## WORK INSTRUCTIONS
Write out all of the lines below, exactly and completely.

## Records from a dataset

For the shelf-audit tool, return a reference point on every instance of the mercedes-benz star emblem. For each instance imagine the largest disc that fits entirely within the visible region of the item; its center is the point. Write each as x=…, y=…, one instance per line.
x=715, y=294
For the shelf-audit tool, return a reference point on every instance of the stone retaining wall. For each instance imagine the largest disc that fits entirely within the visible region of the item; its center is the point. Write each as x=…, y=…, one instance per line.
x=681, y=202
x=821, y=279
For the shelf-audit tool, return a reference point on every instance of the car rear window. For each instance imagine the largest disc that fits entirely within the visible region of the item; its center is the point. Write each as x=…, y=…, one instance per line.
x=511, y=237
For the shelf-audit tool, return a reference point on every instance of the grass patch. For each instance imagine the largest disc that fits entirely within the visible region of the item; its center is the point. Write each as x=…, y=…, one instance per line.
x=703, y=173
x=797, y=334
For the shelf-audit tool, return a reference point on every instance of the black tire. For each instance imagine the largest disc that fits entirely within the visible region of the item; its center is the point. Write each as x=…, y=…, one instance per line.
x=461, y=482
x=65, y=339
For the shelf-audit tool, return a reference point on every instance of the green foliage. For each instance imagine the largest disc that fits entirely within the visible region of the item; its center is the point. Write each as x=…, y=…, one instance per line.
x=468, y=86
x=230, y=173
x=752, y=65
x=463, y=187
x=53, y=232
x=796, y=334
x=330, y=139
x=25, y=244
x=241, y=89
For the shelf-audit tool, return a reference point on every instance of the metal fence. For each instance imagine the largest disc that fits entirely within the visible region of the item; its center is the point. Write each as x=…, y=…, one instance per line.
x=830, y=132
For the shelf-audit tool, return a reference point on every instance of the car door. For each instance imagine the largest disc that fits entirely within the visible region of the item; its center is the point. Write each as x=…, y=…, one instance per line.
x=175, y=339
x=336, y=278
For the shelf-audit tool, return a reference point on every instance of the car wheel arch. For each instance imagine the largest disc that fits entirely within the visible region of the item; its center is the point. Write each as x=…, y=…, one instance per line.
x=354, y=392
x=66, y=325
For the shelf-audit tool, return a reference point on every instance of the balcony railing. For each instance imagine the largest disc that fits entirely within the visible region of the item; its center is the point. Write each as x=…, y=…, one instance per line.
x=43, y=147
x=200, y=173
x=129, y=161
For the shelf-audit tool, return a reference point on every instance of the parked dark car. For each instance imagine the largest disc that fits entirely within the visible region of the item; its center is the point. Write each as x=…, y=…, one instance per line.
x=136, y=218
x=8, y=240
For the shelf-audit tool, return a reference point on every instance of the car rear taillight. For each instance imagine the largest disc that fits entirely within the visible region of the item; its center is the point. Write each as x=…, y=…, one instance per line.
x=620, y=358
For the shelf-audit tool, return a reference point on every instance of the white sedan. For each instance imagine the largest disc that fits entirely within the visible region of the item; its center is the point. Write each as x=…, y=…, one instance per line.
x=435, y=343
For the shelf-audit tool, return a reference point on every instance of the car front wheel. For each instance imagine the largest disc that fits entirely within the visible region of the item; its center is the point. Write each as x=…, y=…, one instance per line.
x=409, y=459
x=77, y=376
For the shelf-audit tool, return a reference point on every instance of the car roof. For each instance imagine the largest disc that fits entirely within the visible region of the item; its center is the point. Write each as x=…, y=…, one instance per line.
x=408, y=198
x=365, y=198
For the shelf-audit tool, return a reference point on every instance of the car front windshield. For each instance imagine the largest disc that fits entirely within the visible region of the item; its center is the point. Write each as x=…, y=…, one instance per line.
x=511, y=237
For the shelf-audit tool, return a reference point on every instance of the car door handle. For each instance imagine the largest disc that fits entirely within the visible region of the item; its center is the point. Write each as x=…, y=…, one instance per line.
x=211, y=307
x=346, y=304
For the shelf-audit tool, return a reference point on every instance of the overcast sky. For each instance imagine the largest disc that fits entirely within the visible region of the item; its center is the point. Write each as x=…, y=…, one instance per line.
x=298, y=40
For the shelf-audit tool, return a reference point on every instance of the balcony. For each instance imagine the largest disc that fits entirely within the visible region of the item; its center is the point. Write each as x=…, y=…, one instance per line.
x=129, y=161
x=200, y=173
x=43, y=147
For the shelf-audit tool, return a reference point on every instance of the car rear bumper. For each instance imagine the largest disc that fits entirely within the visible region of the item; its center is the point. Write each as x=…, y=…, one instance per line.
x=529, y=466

## REPLY TO THE TASK
For the shelf-audit tool, return a reference point on every instance of the mercedes-benz star emblem. For each instance imagine the largest disc that fits entirely within the visible region of the item; its center is the point. Write each as x=…, y=…, one instance per line.
x=715, y=294
For the shelf-audit tool, return a reference point on every instance of the stone retaining wall. For each instance imagine the largest disc that fits entirely within the visible region of the item; its center is the point. Write each as x=…, y=…, one instance per line.
x=681, y=202
x=821, y=279
For the shelf-audit tool, return a reference point on every instance of the car rear window. For each instance imagine the largest disc that fits entirely within the visible region of the item; its center is the point. Write each as x=…, y=…, one instance per line.
x=511, y=237
For the shelf-audit tool, return a reference point on every instance of the grass patch. For each instance imagine the largest disc that fits entirely within the visible region of the item; its center is the point. Write each as x=…, y=…, one instance per line.
x=703, y=173
x=797, y=334
For the shelf-audit tool, return a reference point on every instance of the black tire. For each instance imagine the largest disc that fits entirely within the visible region of the item; its center is the point. Write each as x=…, y=…, one instance per line.
x=461, y=482
x=65, y=339
For the shelf-audit tool, return a reference point on every instance of the green foliage. For each instance imagine the largest disc that fits entirely within the visible region of the item; its center is the point. Write each as x=…, y=…, one instance per line.
x=468, y=86
x=230, y=173
x=752, y=65
x=463, y=187
x=53, y=232
x=796, y=334
x=330, y=139
x=25, y=244
x=241, y=89
For the shelf-audit tool, return a reference point on every instance of the metal fence. For each instance imagine the largest disc that fits entirely within the visible region of the item; its center is the point. Write each as x=…, y=…, one instance per line.
x=830, y=132
For the shelf-audit tool, return a reference point on every instance of the car door. For each instance imagine the largest disc that fits entirely within the visible region of the item; its center is the point. Write each as x=…, y=…, one instance per line.
x=175, y=339
x=336, y=278
For the shelf-audit tool, return a reference point on every instance of the car wheel arch. For each instance imagine the largest disc that fits entirely within the visible region of the item; its center is the point. Write each as x=…, y=…, one instance per line.
x=354, y=392
x=66, y=325
For the shelf-audit tool, return a reference point on every instance of the balcony railing. For each instance imagine the largest disc that fits entirely within the visible region of the item; its center is the point. Write each as x=…, y=…, one instance per line.
x=43, y=147
x=200, y=173
x=129, y=161
For the shelf-audit tool, return a reference point on every instance of the parked dark car. For each instance imagine the largest disc that fits entirely within the visible region of the item; its center is the point. Write each as x=…, y=…, one instance per line.
x=136, y=218
x=8, y=240
For the shelf-audit tool, return a reference point on every instance of the car rear taillight. For each instance imagine the largest disc that fits entirely within the visible region of the item; its center is the point. Write each as x=…, y=…, one instance per line.
x=620, y=358
For the shelf-audit tool, return a reference point on every instance of the white sedan. For each instance imagine the largest disc that fits entirely within the visible region of the item; its center is the point. Write each as x=…, y=…, one instance per line.
x=435, y=343
For the shelf-audit tool, return a reference point on every instance of the car front wheel. For each instance imagine the largest disc that fits entirely within the visible region of the item; its center is the point. Write each as x=…, y=…, one instance per line.
x=409, y=459
x=77, y=376
For the shelf-audit tool, return a reference point on every instance of the car roof. For each instance imagine the largest disc that fits entirely within the visible region of the item; its center is the point. Write each as x=…, y=…, one instance per line.
x=408, y=198
x=365, y=198
For the shelf-audit tool, return a reference point on every instance of the car front windshield. For each instance imagine the largest disc that fits entirely within the visible region of the item; its center is the point. Write each as x=…, y=…, one instance per line.
x=511, y=237
For the shelf-audit tool, return a reference point on every instance of the car door handle. For each instance imagine the largest disc that fits entirely within the visible region of the item; its center is the point. Write each as x=…, y=…, one instance per line.
x=211, y=307
x=346, y=304
For the shelf-audit tool, return a reference point on every instance of the overcast sky. For each instance imagine the largest disc that fits entirely within the visible region of the item; its center is the point. Write each as x=…, y=…, one instance per line.
x=298, y=40
For the shelf-audit tool, return a reference point on every instance of the balcony. For each instance imagine the largest disc that fits entirely within the visible region of the item; its center is the point. Write each as x=…, y=…, one instance per line.
x=129, y=161
x=200, y=173
x=43, y=147
For the shelf-audit tool, return a reference point on every instance of the car rear bumper. For each instance imagine the largest disc that fits entirely within the visible region of the item; its center is the point. Write each as x=…, y=…, one instance per line.
x=529, y=466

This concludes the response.